Extract every line in the entries below that contains the string "shirt", reproducing each such line in full.

[start EXCERPTED RECORDS]

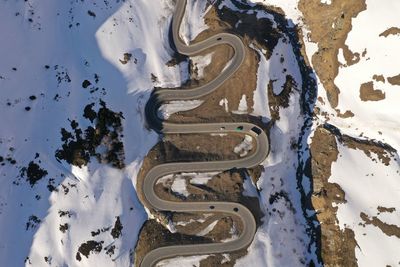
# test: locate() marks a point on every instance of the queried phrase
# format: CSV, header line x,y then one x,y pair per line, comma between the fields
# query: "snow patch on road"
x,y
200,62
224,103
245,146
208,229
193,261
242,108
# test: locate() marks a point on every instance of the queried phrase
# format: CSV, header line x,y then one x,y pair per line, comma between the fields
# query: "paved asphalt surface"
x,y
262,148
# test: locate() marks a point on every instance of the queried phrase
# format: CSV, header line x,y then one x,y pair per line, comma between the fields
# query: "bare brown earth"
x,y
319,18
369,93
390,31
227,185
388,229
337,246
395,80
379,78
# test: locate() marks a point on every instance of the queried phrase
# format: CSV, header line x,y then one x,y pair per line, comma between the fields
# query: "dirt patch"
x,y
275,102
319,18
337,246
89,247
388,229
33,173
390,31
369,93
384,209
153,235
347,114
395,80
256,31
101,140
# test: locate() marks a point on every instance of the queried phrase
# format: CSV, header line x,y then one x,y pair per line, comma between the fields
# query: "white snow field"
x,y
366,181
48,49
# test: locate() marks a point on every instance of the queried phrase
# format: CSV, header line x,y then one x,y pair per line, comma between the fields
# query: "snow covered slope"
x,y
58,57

[end EXCERPTED RECORDS]
[start EXCERPTED RECORDS]

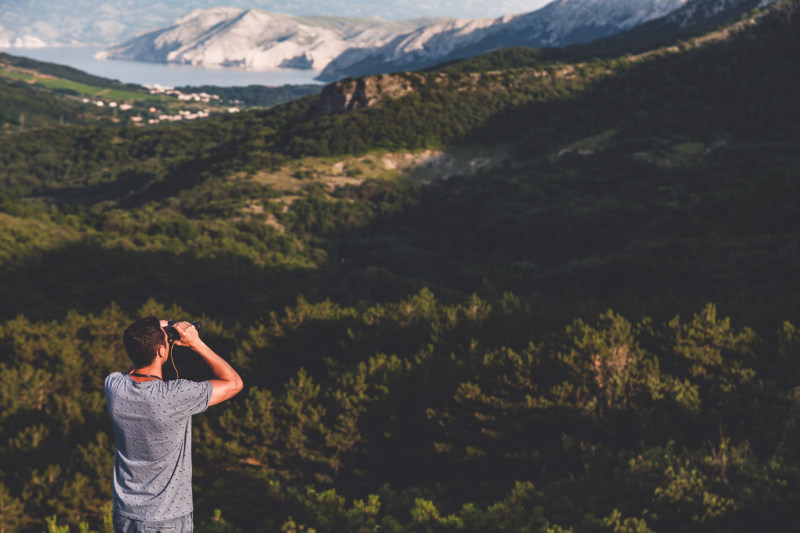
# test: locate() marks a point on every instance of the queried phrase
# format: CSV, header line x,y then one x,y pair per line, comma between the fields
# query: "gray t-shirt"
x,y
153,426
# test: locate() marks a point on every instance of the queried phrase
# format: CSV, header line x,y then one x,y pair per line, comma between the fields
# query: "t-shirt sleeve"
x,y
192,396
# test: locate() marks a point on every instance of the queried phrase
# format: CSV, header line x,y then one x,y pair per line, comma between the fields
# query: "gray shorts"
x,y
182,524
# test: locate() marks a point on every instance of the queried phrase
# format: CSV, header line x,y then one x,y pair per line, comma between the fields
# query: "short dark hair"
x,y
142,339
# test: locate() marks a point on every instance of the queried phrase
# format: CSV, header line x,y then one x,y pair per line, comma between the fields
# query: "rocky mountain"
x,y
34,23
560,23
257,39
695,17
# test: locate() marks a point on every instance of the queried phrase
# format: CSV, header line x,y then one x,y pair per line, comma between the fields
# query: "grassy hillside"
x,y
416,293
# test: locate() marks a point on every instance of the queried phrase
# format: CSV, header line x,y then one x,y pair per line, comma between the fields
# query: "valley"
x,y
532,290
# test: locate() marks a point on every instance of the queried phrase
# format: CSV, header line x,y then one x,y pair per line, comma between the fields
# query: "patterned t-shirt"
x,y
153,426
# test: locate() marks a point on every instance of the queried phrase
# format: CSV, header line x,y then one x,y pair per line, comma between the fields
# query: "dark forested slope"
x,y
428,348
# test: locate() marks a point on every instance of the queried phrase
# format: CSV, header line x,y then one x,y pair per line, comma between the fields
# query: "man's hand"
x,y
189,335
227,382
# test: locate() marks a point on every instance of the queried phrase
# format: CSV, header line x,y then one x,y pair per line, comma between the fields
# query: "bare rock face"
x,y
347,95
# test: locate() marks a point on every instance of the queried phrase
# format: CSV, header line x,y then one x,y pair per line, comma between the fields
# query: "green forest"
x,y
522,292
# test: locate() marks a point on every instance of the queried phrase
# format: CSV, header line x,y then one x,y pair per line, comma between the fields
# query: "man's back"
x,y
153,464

[end EXCERPTED RECORDS]

EXPECTED OUTPUT:
# query: "gray t-shirt"
# query: "t-shirt sleeve"
# query: "patterned t-shirt"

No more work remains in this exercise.